Sustainable synthesis of multi-functional carbon dots as optical nanoprobe for selective sensing of heavy metal ions

Background

Carbon dots (CDs) are zero-dimensional fluorescent materials that attract attention due to their unique optical properties and size. This study utilizes Coccinia grandis (ivy gourd) for synthesizing CDs, focusing on detecting Fe³⁺ ions due to environmental and health concerns linked to iron levels. Iron imbalances can cause health issues like anemia and Alzheimer's disease, emphasizing the need for monitoring iron levels in water.

Methods

Coccinia grandis was utilized to synthesize CDs via one-step hydrothermal carbonization. Coccinia grandis fruits were carbonized through a hydrothermal process, resulting in the production of CG-CDs that were subsequently isolated and dehydrated to obtain a powdered form suitable for further analysis and application.

Significant findings

Characterization revealed CG-CDs with small (∼4 nm) and uniformly distributed particles, moderately graphitized. CG-CDs exhibited strong fluorescence without passivation agents, achieving a quantum yield of 17.5 % at 350 nm excitation. The CG-CDs were effective in sensing Fe³⁺ ions (limit of detection = 0.53 μM) in water, validated by a Stern-Volmer plot (R² = 0.997). This work demonstrates the potential of eco-friendly biomass like Coccinia grandis for producing efficient fluorescent sensors, aiding in Fe³⁺ ions detection for environmental and health applications.

> **EXCERPTED RECORDS**:
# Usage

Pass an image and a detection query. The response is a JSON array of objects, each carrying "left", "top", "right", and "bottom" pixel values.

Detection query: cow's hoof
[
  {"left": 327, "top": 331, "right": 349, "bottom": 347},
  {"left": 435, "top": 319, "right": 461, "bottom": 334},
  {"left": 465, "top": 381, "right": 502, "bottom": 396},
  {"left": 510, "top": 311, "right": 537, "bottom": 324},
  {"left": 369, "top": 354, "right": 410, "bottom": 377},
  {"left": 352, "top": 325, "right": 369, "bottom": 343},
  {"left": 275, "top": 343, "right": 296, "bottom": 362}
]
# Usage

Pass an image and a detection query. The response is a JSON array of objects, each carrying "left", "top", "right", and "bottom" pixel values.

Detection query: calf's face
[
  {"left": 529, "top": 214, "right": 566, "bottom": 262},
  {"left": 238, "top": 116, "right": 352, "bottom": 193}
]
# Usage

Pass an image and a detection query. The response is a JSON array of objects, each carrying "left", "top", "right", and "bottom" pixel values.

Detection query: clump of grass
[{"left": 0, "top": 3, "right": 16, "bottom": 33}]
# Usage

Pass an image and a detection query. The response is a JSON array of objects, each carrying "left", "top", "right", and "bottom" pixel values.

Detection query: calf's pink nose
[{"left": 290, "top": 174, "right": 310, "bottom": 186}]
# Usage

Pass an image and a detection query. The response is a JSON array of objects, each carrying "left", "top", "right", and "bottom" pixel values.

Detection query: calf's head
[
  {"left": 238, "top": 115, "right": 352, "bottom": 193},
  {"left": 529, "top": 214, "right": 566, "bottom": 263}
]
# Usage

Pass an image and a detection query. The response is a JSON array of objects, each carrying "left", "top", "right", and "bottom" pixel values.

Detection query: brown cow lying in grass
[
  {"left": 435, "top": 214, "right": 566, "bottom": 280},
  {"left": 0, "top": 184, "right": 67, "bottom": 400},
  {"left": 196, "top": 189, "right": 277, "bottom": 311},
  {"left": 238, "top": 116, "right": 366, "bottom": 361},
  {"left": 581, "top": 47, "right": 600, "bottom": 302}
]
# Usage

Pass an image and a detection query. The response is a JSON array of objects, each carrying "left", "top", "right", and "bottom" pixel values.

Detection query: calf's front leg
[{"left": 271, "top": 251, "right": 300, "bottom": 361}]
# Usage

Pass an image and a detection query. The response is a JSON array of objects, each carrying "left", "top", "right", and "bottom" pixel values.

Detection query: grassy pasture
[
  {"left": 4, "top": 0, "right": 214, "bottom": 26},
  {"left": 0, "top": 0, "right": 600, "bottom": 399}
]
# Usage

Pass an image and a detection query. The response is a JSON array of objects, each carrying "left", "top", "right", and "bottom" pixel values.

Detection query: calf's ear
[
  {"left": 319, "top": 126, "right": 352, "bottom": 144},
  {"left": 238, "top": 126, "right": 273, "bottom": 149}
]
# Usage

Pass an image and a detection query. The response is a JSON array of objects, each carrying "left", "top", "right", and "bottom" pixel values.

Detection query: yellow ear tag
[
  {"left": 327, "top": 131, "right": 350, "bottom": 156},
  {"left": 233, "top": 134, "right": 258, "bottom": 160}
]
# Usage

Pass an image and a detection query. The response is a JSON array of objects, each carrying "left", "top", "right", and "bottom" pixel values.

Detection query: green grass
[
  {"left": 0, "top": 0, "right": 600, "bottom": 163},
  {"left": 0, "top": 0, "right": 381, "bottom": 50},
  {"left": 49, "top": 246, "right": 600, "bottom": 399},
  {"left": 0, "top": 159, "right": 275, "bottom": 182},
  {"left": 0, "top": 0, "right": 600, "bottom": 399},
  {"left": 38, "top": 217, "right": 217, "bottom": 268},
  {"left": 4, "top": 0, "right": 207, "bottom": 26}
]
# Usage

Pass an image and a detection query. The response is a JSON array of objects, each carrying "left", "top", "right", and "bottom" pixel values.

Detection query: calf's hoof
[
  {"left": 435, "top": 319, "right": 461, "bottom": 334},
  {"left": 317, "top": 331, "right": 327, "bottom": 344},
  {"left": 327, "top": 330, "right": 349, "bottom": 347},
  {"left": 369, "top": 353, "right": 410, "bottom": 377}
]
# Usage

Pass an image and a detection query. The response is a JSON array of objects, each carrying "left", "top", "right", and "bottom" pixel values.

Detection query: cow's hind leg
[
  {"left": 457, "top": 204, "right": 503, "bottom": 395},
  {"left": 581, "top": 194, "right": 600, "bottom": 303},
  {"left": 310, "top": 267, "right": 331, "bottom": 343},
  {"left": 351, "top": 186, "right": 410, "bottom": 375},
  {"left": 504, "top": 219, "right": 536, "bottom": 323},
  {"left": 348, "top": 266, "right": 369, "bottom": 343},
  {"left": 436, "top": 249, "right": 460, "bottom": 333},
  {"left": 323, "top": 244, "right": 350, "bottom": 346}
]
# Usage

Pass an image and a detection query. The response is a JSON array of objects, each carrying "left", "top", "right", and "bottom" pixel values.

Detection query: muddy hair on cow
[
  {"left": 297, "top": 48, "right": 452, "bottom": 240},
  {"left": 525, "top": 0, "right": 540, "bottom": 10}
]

> **WHAT IS EXPECTED**:
Rewrite the carbon dot study from the words "Carbon dots (CDs)" through "analysis and application.", changing each "hydrothermal" to "solvothermal". The rows aren't needed here.

> **COMPLETED EXERCISE**:
Carbon dots (CDs) are zero-dimensional fluorescent materials that attract attention due to their unique optical properties and size. This study utilizes Coccinia grandis (ivy gourd) for synthesizing CDs, focusing on detecting Fe³⁺ ions due to environmental and health concerns linked to iron levels. Iron imbalances can cause health issues like anemia and Alzheimer's disease, emphasizing the need for monitoring iron levels in water.

Methods

Coccinia grandis was utilized to synthesize CDs via one-step solvothermal carbonization. Coccinia grandis fruits were carbonized through a solvothermal process, resulting in the production of CG-CDs that were subsequently isolated and dehydrated to obtain a powdered form suitable for further analysis and application.